Task description: Could you extract the lines running from the one that contains "of the rooftop" up to and including the last line of the items below, and reproduce them word for word?

Provided information:
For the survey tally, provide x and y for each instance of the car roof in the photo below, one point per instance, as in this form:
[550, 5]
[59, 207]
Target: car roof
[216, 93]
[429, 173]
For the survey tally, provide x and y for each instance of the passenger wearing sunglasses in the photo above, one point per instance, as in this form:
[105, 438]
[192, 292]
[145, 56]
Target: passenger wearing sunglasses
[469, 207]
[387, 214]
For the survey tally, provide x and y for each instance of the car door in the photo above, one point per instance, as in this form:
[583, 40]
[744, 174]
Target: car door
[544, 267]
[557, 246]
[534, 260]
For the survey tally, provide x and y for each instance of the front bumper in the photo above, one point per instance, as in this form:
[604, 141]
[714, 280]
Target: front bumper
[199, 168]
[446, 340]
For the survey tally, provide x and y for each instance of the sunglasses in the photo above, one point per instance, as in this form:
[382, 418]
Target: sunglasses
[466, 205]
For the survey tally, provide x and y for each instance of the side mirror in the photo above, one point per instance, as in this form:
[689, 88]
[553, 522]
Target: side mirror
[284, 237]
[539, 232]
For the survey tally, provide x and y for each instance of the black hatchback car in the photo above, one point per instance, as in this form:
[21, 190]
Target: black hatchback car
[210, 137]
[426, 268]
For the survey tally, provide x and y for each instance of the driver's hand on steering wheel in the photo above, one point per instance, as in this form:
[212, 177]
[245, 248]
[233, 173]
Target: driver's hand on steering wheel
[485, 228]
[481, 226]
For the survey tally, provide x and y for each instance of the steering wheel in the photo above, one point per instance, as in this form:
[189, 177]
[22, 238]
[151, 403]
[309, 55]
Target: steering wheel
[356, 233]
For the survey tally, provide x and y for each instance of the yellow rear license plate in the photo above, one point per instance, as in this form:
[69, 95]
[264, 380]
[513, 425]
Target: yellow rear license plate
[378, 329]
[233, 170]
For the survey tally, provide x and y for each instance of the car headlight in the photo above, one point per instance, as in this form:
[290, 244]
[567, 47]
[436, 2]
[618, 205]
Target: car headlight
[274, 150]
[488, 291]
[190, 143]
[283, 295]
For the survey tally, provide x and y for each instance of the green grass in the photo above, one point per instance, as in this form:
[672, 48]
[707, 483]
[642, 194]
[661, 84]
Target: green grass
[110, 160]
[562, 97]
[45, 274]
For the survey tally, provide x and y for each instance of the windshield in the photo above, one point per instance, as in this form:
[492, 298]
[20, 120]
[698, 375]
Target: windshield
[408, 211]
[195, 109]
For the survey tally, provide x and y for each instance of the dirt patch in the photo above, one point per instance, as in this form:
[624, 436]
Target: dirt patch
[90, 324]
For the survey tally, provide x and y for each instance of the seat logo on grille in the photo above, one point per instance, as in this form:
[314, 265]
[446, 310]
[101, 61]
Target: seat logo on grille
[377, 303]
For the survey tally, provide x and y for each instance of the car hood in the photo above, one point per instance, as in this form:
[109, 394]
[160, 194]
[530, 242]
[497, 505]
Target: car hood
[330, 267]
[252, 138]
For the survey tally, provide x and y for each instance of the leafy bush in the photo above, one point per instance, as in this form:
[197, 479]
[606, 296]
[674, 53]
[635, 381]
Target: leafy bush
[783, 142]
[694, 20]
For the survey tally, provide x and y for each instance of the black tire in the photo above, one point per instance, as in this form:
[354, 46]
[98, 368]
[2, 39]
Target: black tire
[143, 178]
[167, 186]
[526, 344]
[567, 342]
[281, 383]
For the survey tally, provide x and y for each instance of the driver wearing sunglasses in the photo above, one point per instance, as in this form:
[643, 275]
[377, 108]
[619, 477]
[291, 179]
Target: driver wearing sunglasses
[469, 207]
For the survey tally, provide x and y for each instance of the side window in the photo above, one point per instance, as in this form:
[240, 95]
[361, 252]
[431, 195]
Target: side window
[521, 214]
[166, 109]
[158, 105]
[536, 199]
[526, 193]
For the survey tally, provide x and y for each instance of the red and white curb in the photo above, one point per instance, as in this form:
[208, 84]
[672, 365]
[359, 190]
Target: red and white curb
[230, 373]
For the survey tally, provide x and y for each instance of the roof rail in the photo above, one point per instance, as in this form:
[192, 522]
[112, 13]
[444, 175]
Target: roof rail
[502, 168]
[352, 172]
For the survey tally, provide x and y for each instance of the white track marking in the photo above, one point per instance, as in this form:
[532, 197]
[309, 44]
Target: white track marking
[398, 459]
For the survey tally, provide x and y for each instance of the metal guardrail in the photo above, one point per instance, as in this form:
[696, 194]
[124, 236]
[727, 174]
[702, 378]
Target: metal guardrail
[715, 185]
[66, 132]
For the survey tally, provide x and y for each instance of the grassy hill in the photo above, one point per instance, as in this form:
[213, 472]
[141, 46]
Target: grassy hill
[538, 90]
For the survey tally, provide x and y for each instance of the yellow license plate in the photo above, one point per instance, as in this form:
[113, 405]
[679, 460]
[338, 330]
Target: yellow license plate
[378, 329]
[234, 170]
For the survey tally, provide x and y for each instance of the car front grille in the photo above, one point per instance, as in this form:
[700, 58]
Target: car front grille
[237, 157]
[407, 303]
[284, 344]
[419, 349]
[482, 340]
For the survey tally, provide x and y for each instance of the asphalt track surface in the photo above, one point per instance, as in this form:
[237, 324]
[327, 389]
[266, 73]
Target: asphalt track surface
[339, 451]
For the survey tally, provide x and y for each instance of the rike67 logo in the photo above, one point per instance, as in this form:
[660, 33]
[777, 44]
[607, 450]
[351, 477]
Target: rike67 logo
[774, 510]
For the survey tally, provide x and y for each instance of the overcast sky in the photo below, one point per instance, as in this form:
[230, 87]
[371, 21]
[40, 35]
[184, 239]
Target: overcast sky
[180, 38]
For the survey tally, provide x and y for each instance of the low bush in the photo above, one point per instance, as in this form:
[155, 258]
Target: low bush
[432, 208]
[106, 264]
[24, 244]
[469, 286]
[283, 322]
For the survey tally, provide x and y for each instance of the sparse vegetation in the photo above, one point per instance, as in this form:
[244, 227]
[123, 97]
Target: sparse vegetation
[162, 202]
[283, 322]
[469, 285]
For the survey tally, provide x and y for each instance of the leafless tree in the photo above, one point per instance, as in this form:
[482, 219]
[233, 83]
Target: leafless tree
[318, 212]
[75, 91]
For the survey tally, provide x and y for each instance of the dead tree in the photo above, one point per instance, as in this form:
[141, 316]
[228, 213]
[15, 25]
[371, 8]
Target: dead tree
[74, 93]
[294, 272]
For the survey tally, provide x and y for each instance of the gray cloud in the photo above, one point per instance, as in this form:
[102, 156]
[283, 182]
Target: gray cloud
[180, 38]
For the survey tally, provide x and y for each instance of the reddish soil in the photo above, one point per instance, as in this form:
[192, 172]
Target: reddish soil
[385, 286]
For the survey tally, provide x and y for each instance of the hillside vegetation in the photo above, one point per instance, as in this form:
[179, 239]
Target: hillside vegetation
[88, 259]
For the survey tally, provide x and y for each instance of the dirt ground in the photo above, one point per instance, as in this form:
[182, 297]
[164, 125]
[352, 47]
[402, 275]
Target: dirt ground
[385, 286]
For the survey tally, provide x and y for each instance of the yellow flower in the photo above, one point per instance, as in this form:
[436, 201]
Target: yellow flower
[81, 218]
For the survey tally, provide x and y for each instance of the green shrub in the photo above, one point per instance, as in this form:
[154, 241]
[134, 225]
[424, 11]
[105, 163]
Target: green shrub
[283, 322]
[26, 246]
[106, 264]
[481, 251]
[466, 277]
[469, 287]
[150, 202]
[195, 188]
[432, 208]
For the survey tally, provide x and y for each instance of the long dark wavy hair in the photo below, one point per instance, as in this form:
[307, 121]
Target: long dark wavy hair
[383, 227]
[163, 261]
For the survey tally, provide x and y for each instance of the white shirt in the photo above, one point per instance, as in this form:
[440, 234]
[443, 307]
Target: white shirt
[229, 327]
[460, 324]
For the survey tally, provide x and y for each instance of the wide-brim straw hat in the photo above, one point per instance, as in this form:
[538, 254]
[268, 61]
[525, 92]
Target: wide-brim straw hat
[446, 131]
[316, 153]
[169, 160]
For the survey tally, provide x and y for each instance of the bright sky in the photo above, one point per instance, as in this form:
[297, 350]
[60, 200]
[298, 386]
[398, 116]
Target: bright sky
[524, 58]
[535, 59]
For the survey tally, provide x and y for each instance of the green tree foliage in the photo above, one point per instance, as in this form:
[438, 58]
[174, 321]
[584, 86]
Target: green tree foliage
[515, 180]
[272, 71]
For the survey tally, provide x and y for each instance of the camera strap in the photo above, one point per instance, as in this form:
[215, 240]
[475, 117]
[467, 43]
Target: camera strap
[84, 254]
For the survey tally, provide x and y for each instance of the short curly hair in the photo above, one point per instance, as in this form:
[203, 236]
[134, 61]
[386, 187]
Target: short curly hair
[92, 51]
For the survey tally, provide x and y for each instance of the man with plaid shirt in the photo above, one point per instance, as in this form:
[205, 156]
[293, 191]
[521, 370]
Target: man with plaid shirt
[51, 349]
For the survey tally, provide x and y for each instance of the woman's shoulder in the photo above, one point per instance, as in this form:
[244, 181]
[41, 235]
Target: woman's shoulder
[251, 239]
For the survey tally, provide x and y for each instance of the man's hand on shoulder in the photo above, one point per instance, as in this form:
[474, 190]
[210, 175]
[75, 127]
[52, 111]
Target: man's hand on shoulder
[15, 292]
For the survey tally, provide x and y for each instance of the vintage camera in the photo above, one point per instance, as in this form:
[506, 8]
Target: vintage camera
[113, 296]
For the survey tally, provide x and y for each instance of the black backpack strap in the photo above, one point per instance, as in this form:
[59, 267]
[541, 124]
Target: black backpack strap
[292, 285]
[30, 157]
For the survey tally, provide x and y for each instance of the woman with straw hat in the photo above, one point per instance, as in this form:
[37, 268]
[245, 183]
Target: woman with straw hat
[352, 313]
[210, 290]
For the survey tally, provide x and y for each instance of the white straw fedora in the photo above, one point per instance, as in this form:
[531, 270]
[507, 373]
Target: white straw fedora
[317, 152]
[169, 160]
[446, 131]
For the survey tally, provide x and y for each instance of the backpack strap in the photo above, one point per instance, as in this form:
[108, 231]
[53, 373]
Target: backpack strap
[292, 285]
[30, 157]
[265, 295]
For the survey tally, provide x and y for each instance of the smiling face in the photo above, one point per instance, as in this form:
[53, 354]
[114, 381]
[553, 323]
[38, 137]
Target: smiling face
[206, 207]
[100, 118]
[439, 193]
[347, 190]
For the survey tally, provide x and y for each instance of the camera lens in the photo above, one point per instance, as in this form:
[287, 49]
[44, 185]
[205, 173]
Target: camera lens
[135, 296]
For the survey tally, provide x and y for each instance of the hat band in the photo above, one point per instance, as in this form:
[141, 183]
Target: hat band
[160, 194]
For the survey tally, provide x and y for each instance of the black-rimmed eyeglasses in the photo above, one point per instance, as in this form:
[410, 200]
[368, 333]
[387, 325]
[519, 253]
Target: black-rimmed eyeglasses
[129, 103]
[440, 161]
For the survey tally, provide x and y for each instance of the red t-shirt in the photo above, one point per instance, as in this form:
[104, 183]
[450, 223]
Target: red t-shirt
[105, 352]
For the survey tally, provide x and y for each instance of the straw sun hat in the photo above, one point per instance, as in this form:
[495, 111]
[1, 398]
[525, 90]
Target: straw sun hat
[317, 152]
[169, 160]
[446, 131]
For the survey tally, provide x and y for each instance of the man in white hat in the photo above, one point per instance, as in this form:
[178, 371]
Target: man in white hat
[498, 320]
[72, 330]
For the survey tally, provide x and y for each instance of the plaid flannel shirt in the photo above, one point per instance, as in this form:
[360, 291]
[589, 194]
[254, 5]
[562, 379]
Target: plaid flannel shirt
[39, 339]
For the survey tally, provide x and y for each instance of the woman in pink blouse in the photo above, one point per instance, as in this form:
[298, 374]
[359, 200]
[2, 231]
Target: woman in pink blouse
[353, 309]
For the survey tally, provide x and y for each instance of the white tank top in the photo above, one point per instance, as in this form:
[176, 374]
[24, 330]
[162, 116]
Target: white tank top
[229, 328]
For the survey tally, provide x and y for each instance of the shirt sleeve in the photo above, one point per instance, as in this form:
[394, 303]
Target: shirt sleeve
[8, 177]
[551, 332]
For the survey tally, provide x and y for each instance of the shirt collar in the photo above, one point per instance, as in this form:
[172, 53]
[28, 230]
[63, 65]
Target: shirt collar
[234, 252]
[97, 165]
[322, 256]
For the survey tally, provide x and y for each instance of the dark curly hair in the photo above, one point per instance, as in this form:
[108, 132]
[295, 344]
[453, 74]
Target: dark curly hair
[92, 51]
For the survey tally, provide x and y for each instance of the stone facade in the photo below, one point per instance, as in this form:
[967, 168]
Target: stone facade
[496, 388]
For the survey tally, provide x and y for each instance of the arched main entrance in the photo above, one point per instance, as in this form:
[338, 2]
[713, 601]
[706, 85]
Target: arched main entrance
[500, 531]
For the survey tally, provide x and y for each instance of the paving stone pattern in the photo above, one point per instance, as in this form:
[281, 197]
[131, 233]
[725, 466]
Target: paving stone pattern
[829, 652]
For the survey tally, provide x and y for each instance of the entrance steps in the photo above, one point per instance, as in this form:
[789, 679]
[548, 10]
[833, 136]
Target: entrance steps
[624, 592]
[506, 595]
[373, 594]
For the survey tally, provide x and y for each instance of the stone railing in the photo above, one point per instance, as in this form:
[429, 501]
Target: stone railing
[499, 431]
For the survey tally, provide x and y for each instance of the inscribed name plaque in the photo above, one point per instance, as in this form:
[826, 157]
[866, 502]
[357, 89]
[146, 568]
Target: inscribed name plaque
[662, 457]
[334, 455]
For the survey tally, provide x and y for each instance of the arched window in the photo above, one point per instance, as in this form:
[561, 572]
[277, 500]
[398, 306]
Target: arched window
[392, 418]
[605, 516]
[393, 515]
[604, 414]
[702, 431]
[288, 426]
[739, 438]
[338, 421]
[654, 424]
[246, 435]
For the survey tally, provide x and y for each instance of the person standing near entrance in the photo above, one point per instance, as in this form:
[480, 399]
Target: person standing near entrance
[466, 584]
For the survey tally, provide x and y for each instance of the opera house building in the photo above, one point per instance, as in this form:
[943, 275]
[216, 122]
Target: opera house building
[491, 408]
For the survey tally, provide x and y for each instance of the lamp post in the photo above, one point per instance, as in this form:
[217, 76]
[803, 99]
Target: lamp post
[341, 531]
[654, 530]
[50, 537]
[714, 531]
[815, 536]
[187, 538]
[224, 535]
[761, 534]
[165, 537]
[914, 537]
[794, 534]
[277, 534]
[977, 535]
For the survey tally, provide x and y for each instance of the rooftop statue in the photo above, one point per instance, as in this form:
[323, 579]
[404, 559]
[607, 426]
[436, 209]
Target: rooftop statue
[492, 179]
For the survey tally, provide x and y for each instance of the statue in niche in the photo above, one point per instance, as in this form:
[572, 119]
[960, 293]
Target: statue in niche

Problem solution:
For the survey tally, provide x and y for each instance of the rooftop statue in the photo above, one point per instance, as in this form:
[323, 579]
[404, 559]
[607, 426]
[436, 209]
Target: rooftop statue
[492, 179]
For the survey tally, provide x and y for each instance of the statue in niche in the photo above, one point per instance, as in this form:
[572, 119]
[960, 293]
Target: statue in niche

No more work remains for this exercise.